Supplied material:
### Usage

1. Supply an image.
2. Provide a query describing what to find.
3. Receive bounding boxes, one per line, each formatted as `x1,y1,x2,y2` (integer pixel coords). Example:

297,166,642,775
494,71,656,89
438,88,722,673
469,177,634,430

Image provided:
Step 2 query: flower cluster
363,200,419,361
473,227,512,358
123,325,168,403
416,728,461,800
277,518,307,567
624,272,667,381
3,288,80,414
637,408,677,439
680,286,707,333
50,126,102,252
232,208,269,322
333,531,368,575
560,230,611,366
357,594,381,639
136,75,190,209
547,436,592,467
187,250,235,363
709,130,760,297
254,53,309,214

Task instructions:
Rename every "query" in the rows above to "search phrase" and reproduce the rows with everything else left unchanged.

In response:
### Usage

1. Supply an image.
2. Provide a search phrase describing what to find.
3. Receive bounding boxes, one per line, each formatted as `x1,y1,x2,y2` (integer pixel coords). Example:

297,166,642,775
494,71,656,89
438,88,722,673
469,177,634,430

Image provided:
Step 2 search phrase: flower cluster
363,200,419,361
473,227,512,358
123,325,168,403
416,728,461,800
277,518,307,567
624,272,667,381
3,288,80,414
637,408,677,439
680,286,707,333
50,126,102,252
232,208,269,322
333,531,368,575
560,230,611,366
357,594,381,639
136,75,190,209
547,436,592,467
187,250,235,363
709,130,760,297
254,53,309,214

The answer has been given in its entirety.